- RECORD SET -
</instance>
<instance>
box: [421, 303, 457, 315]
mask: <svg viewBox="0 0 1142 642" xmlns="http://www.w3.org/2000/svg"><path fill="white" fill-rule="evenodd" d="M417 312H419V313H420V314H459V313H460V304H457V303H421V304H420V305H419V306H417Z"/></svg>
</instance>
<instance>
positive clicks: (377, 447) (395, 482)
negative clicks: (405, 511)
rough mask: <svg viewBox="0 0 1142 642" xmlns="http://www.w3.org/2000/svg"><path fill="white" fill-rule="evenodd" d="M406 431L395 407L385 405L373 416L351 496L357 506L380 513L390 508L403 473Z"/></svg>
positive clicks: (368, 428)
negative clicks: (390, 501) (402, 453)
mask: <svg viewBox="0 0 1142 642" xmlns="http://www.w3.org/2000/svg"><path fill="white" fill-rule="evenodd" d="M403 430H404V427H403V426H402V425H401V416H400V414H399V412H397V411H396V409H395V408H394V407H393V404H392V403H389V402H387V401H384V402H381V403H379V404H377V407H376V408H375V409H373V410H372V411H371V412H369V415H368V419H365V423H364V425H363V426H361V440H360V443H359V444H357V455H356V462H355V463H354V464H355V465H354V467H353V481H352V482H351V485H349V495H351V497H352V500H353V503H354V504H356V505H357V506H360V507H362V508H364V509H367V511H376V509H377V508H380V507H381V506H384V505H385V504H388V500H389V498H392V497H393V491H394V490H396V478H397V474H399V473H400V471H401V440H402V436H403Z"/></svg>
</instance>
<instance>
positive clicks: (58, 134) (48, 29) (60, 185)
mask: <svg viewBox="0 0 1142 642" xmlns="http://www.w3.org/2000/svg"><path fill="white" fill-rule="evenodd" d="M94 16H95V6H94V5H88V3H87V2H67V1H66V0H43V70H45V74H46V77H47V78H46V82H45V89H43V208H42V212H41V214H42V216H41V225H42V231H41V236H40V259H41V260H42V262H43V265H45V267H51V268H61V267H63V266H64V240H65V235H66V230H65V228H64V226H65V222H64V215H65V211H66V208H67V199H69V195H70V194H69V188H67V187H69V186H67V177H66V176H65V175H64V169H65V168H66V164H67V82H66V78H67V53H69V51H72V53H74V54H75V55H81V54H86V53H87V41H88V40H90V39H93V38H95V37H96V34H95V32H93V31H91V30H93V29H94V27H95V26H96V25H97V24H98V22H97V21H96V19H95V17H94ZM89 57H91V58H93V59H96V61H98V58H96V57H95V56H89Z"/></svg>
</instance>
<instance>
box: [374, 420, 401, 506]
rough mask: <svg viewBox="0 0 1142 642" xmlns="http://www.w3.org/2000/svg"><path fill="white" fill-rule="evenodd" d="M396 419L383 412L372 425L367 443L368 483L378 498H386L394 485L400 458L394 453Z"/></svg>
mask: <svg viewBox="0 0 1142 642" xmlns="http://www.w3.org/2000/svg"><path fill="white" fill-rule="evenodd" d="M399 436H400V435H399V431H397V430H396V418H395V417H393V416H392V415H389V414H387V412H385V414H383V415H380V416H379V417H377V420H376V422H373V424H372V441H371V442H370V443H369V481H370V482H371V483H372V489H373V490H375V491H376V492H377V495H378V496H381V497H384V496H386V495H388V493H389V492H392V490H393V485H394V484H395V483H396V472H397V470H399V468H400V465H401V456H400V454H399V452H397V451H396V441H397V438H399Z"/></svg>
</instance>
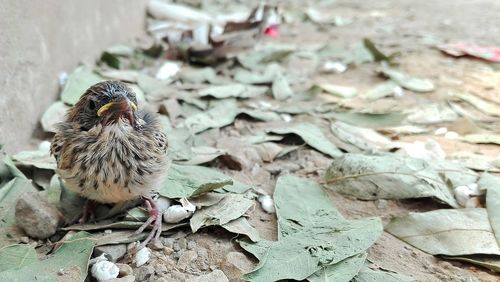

- EXERCISE DESCRIPTION -
All of the material above goes into the copy exactly as is; the pictures do not.

- TASK SOLUTION -
</instance>
<instance>
box: [421, 303, 457, 315]
mask: <svg viewBox="0 0 1142 642" xmlns="http://www.w3.org/2000/svg"><path fill="white" fill-rule="evenodd" d="M417 312H419V313H420V314H459V313H460V304H457V303H421V304H420V305H419V306H417Z"/></svg>
</instance>
<instance>
positive clicks: (377, 447) (395, 482)
negative clicks: (405, 511)
rough mask: <svg viewBox="0 0 1142 642" xmlns="http://www.w3.org/2000/svg"><path fill="white" fill-rule="evenodd" d="M406 431L395 407L385 405L373 416L351 496L357 506L380 513L390 508L403 473Z"/></svg>
positive clicks: (368, 428)
negative clicks: (390, 501) (402, 453)
mask: <svg viewBox="0 0 1142 642" xmlns="http://www.w3.org/2000/svg"><path fill="white" fill-rule="evenodd" d="M403 430H404V427H403V426H402V425H401V416H400V414H399V412H397V411H396V409H395V408H394V407H393V404H392V403H389V402H387V401H384V402H381V403H379V404H377V407H376V408H375V409H373V410H372V411H371V412H369V415H368V419H365V423H364V425H363V426H361V440H360V443H359V444H357V455H356V462H355V463H354V464H355V465H354V467H353V481H352V482H351V485H349V495H351V497H352V500H353V503H354V504H356V505H357V506H360V507H362V508H364V509H367V511H376V509H377V508H380V507H381V506H384V505H385V504H388V500H389V498H392V497H393V491H394V490H396V478H397V474H399V473H400V471H401V440H402V436H403Z"/></svg>
</instance>
<instance>
positive clicks: (58, 134) (48, 29) (60, 185)
mask: <svg viewBox="0 0 1142 642" xmlns="http://www.w3.org/2000/svg"><path fill="white" fill-rule="evenodd" d="M94 16H95V6H94V5H88V3H87V2H67V1H66V0H43V70H45V74H46V77H47V78H46V82H45V89H43V208H42V212H41V214H42V216H41V225H42V231H41V236H40V259H41V260H42V262H43V265H45V267H51V268H61V267H63V266H64V240H65V235H66V230H65V228H64V226H65V222H64V215H65V211H66V208H67V199H69V195H70V194H69V188H67V187H69V186H67V177H66V176H65V175H64V169H65V168H66V164H67V82H66V78H67V53H69V51H72V53H74V54H75V55H81V54H86V53H87V41H88V40H90V39H93V38H95V37H96V34H95V32H93V31H91V30H93V29H94V27H95V26H96V25H97V24H98V22H97V21H96V19H95V17H94ZM89 57H91V58H93V59H96V61H98V58H96V57H95V56H89Z"/></svg>
</instance>
<instance>
box: [374, 420, 401, 506]
rough mask: <svg viewBox="0 0 1142 642" xmlns="http://www.w3.org/2000/svg"><path fill="white" fill-rule="evenodd" d="M396 419L383 412L372 425L367 443L368 483L378 498H386L394 485L400 458L394 453Z"/></svg>
mask: <svg viewBox="0 0 1142 642" xmlns="http://www.w3.org/2000/svg"><path fill="white" fill-rule="evenodd" d="M399 436H400V435H399V431H397V430H396V418H395V417H393V416H392V415H389V414H387V412H385V414H383V415H380V416H379V417H377V420H376V422H373V424H372V441H371V442H370V443H369V481H370V482H371V483H372V489H373V490H375V491H376V492H377V495H378V496H381V497H384V496H386V495H388V493H389V492H392V490H393V485H394V484H395V483H396V472H397V470H399V468H400V465H401V456H400V454H399V452H397V451H396V441H397V438H399Z"/></svg>
</instance>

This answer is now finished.